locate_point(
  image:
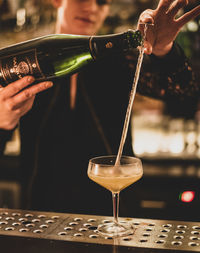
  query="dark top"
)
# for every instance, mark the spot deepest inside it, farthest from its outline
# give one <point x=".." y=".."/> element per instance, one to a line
<point x="57" y="142"/>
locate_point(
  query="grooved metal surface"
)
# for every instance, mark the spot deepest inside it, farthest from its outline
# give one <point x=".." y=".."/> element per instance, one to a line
<point x="148" y="233"/>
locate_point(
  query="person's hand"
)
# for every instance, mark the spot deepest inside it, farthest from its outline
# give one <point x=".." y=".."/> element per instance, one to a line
<point x="16" y="99"/>
<point x="166" y="25"/>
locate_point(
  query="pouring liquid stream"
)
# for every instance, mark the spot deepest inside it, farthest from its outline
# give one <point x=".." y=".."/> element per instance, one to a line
<point x="131" y="99"/>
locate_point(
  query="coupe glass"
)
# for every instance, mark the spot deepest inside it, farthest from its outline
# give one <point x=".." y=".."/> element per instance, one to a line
<point x="115" y="178"/>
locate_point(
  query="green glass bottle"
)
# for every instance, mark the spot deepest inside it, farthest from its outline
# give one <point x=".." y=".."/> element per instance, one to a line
<point x="57" y="55"/>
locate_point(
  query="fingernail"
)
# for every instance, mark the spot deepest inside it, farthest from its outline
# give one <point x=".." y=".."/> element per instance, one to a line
<point x="30" y="79"/>
<point x="48" y="84"/>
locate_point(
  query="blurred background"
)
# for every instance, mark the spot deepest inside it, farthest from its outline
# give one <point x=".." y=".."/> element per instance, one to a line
<point x="167" y="140"/>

===============

## WHAT TO PRODUCE
The expected result is every line above containing the string "query".

## RESPONSE
  query="dark top"
  query="grooved metal surface"
  query="person's hand"
  query="pouring liquid stream"
  query="coupe glass"
  query="green glass bottle"
  query="fingernail"
  query="blurred background"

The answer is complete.